PROMPT: Count the lines in the records below that contain the string "segment", matching case exactly. Give only the number.

******************************

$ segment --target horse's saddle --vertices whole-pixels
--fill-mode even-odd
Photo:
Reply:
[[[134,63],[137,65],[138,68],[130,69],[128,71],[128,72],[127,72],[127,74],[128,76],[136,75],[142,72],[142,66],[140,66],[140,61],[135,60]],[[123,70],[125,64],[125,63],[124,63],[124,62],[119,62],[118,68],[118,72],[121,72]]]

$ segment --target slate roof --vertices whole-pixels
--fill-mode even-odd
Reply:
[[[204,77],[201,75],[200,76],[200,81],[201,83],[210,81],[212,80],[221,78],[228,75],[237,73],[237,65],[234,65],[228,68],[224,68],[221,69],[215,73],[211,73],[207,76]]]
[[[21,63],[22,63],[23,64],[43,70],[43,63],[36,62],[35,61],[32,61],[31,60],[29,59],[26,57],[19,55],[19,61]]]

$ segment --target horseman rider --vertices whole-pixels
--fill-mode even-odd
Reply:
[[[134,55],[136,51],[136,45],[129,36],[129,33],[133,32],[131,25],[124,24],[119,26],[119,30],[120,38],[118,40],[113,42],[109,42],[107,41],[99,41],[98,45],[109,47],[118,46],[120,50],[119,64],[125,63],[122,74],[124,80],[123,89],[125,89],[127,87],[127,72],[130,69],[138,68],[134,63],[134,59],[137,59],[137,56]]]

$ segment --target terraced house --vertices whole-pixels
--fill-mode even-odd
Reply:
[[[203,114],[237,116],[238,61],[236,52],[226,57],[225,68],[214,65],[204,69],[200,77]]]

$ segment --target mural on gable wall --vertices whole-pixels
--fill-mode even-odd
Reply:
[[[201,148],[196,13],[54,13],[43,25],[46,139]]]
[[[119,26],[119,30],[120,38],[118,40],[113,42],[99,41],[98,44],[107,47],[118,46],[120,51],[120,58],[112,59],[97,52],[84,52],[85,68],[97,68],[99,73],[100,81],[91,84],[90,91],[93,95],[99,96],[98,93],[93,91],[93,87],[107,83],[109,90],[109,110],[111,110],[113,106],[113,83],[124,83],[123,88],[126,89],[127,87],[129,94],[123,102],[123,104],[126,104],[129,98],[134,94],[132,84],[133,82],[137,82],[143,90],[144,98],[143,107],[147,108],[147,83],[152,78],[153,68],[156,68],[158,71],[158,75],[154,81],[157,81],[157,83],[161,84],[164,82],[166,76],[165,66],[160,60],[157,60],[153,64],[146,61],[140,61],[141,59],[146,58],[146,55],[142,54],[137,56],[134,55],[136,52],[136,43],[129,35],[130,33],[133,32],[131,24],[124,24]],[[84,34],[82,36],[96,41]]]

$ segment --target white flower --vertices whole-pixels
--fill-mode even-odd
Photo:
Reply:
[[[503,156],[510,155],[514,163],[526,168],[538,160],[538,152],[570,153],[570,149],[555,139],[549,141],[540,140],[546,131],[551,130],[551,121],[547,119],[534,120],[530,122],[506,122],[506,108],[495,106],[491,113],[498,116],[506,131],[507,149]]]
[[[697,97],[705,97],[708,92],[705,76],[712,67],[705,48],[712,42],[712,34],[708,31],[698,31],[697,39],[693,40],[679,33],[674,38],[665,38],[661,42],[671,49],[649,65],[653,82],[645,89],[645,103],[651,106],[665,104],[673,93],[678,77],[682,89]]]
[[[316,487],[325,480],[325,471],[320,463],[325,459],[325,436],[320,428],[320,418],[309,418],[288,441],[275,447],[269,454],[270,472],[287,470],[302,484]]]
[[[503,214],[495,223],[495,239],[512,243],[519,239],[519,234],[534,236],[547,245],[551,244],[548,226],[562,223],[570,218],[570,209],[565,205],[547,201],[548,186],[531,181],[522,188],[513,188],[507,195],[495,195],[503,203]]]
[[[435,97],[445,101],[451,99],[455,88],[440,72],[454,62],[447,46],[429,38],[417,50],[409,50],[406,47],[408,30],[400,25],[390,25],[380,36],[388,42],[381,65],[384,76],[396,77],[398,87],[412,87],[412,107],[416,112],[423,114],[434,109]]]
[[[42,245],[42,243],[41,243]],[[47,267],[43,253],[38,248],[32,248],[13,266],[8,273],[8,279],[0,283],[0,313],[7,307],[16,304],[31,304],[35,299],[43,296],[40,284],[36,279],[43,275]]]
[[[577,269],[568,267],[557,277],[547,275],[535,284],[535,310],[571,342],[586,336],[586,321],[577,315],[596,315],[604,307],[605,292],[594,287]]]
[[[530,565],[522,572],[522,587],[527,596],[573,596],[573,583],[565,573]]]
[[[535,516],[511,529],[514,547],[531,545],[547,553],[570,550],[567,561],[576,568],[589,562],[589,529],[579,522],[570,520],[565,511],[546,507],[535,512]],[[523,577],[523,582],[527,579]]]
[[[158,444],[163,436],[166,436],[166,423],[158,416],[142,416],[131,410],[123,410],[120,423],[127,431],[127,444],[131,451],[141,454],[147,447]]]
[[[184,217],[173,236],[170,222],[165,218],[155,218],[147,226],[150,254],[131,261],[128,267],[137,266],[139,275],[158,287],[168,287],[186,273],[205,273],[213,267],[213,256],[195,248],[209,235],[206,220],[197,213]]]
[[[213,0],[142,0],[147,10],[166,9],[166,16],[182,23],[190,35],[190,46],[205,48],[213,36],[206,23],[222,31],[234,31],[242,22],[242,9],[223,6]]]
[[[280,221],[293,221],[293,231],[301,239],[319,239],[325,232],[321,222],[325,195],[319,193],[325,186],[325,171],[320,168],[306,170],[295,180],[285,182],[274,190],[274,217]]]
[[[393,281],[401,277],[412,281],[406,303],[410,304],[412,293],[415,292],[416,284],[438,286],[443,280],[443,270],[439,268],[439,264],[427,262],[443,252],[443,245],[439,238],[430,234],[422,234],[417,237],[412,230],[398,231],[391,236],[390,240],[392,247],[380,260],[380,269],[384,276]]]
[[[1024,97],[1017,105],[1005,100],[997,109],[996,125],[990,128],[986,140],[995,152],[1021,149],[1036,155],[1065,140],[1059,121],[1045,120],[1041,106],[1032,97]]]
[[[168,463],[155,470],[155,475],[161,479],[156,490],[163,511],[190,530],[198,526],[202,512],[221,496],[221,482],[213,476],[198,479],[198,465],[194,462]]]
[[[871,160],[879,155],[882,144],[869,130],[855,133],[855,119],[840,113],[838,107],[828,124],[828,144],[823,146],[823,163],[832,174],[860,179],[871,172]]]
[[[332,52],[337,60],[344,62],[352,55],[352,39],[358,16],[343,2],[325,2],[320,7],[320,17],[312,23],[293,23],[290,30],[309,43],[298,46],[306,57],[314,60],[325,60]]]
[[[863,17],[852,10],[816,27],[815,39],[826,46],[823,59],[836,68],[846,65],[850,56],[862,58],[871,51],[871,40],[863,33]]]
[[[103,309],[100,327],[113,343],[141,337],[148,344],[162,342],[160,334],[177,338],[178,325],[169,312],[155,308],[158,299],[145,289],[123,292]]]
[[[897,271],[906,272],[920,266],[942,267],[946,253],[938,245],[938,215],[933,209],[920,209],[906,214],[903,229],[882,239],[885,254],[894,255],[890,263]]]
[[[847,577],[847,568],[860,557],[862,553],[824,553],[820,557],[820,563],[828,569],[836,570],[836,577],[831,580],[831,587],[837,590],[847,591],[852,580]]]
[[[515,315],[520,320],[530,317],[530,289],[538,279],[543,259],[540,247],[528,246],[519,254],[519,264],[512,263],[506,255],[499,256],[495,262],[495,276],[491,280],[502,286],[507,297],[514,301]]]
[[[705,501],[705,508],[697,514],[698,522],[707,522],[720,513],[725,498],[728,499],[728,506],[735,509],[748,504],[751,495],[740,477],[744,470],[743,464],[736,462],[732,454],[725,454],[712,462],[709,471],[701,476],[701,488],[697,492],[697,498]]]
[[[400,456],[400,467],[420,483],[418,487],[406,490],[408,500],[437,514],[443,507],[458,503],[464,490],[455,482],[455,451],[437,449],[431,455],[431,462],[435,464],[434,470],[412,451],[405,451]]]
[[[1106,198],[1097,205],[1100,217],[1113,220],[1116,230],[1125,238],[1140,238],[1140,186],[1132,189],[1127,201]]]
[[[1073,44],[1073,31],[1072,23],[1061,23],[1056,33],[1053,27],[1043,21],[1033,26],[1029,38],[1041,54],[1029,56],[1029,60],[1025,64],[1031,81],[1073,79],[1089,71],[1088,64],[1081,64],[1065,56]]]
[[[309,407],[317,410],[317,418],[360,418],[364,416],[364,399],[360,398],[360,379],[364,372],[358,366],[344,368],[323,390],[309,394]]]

******************************

TASK OUTPUT: 6